文書本文:
= = = = =

横浜市の中学校給食「選択制」から「全員実施」へ 市民の意向をアンケートで聞きます

丸山耀平 (2021年9月17日付 東京新聞朝刊)
 横浜市の山中竹春市長は16日、市議会本会議で初めての一般質問に臨み、中学校給食の全員実施の実現に向け、生徒や保護者らに考えを問うアンケートを実施する方針を明らかにした。一方、8月の選挙戦で掲げた公約の実現可能性について「財政状況を踏まえて議論したい」などと述べるにとどまり、踏み込んだ回答は無かった。

一般質問の答弁をする山中市長=横浜市議会で

今年4月から「選択制」7月の利用率21%

 中学校での給食を実施していなかった横浜市は今年4月、配達弁当「ハマ弁」を学校給食法上の「給食」と位置付け、家庭弁当や業者弁当などの中から選ぶ「選択制の給食」を開始した。7月の利用率は21%だった。

 一般質問の答弁で、山中市長は給食の全員実施について「成長期の中学生に必要な栄養バランスの整った給食を提供することは市の責務だ」と意義を強調した。市が2019年に児童・生徒、保護者らを対象に行ったアンケートでは選択制を評価する回答が最多だったが、市長選で全員実施を求める声が多かったことを踏まえ「改めてアンケートを実施し、速やかにニーズを把握したい。全員喫食(実施)を目指して最適な手法を検討する」と述べた。

= = = = =

データ抜粋:

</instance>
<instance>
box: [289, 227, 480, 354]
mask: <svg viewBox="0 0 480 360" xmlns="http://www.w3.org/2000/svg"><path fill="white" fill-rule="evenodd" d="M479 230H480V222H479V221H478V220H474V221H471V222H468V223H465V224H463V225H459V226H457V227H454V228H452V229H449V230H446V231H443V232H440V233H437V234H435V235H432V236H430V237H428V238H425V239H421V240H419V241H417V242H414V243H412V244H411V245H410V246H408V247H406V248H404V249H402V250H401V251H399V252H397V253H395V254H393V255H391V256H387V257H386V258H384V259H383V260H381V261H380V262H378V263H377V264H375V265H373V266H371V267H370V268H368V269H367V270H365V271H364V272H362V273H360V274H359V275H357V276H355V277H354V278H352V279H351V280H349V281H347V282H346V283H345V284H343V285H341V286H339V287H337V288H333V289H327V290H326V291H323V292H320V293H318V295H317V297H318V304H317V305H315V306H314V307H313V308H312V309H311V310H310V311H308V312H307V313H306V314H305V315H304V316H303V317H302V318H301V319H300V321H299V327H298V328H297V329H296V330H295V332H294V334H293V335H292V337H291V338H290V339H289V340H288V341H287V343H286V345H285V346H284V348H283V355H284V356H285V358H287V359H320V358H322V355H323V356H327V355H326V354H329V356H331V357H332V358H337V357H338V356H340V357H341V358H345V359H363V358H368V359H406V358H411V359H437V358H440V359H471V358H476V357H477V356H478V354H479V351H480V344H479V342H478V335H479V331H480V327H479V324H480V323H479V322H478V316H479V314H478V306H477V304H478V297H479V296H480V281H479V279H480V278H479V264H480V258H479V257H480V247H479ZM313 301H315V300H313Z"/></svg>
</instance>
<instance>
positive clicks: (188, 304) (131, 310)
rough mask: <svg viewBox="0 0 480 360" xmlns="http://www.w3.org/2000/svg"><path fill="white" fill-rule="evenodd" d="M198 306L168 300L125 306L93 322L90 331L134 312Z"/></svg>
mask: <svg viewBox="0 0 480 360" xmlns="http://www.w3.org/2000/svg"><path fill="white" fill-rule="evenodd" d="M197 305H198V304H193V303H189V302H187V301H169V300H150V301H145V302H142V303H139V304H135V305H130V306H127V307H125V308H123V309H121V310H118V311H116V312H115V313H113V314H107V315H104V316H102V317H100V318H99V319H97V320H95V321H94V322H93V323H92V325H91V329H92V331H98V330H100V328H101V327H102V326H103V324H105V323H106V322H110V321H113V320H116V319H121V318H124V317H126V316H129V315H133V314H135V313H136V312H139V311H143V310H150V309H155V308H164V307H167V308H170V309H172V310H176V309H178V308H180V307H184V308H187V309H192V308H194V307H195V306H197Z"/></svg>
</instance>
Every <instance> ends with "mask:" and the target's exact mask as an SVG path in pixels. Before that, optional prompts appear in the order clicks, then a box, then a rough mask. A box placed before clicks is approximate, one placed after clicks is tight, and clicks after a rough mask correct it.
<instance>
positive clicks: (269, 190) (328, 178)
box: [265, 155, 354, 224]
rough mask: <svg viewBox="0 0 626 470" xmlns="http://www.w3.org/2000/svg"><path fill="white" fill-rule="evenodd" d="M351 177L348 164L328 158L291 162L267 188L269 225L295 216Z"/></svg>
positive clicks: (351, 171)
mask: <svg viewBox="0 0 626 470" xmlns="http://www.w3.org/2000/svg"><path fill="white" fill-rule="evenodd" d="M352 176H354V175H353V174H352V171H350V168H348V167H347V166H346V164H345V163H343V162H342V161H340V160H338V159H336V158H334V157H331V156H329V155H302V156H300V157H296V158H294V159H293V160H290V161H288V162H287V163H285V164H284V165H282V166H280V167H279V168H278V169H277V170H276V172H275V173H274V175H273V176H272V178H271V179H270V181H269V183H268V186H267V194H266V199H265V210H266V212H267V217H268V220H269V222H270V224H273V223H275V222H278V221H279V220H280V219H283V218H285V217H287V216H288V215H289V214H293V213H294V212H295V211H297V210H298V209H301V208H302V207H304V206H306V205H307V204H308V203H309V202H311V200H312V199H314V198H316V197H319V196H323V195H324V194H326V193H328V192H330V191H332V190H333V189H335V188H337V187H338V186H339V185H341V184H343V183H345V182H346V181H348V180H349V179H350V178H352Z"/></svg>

= = = = =

課題:
**a.** 横浜市の中学校給食の記事で、今年4月に始まった選択制の給食の7月の利用率は何%か。
**b.** 横浜市の中学校給食の記事を、最後の文の後から書き継げ。

順に回答:
**a.** 21%だった。

**b.**
 一方、就任後に数回給食(ハマ弁)を食べたと明らかにし「栄養バランスが考慮され、多彩なメニューとなっている」と評価。本年度一部の学校で実施している、新入生に原則として給食の利用を推奨するプログラムを、来年度は市内全校で実施する考えを示した。

「子どもの医療費、出産費用ゼロ」 財源は?

 一方、市長選で公約に掲げた「75歳以上の敬老パス自己負担ゼロ」「子どもの医療費ゼロ」「出産の基礎的費用ゼロ」の「三つのゼロ」に関する質問も相次いだ。山中市長は「介護予防や健康長寿の点から意義がある」「子育て世代の負担が緩和され、子育てしやすい環境が整う」と公約実現の意欲を語ったが、必要な財源確保の具体的な進め方は示さず、議員からは批判の声が上がった。

 また、カジノを含む統合型リゾート施設(IR)誘致予定地だった山下ふ頭(中区)の再開発については「有識者や地元市民らによる委員会を設置し、新たな事業計画の策定を進める」との方針を示した。